## RECORDS SUPPLIED
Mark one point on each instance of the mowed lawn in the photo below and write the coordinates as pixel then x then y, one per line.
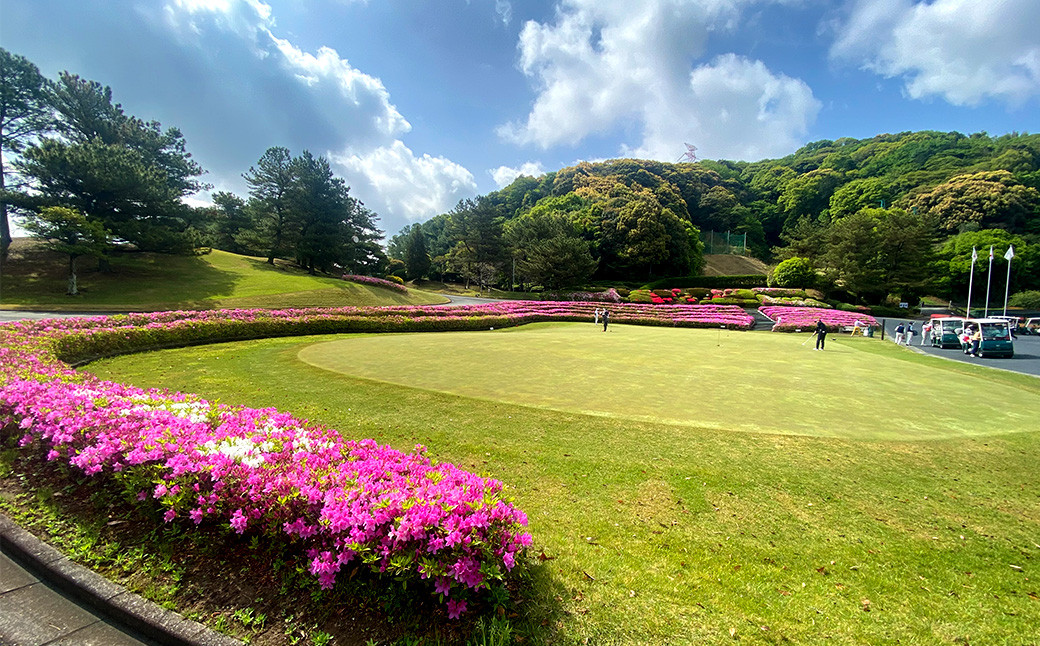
pixel 699 486
pixel 156 282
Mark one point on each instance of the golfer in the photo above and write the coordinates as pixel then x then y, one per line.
pixel 821 335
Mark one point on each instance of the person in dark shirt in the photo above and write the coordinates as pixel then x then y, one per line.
pixel 821 335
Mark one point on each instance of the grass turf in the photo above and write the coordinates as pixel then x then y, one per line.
pixel 682 533
pixel 33 277
pixel 638 373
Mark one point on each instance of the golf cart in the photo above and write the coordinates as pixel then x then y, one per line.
pixel 945 332
pixel 996 340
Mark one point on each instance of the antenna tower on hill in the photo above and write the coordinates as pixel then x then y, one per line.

## GIVEN TASK
Rewrite the part of the entries that opens with the line containing "Mark one point on each instance of the golfer" and closes with the last line of the entries, putting "utility cart" in place of "golf cart" and keeping everything else the same.

## TASK ANSWER
Mark one point on each instance of the golfer in the photo above and write the coordinates as pixel then x then y, one per line.
pixel 821 335
Mark one point on each instance of the person in dark shirt in the photo above and write the coordinates as pixel then x then y, one per line.
pixel 821 335
Mark one point on each instance of the grass turf in the photo above and write the coordinates as pixel then x then y, one per line.
pixel 682 533
pixel 33 277
pixel 638 373
Mark one point on each instance of the utility cart in the photo above and write the coordinates as pixel then x then y, one per line.
pixel 945 332
pixel 996 340
Mark one point on each instance of the antenna tower on hill in the photo above and write the coordinates as pixel then x then y, one per line.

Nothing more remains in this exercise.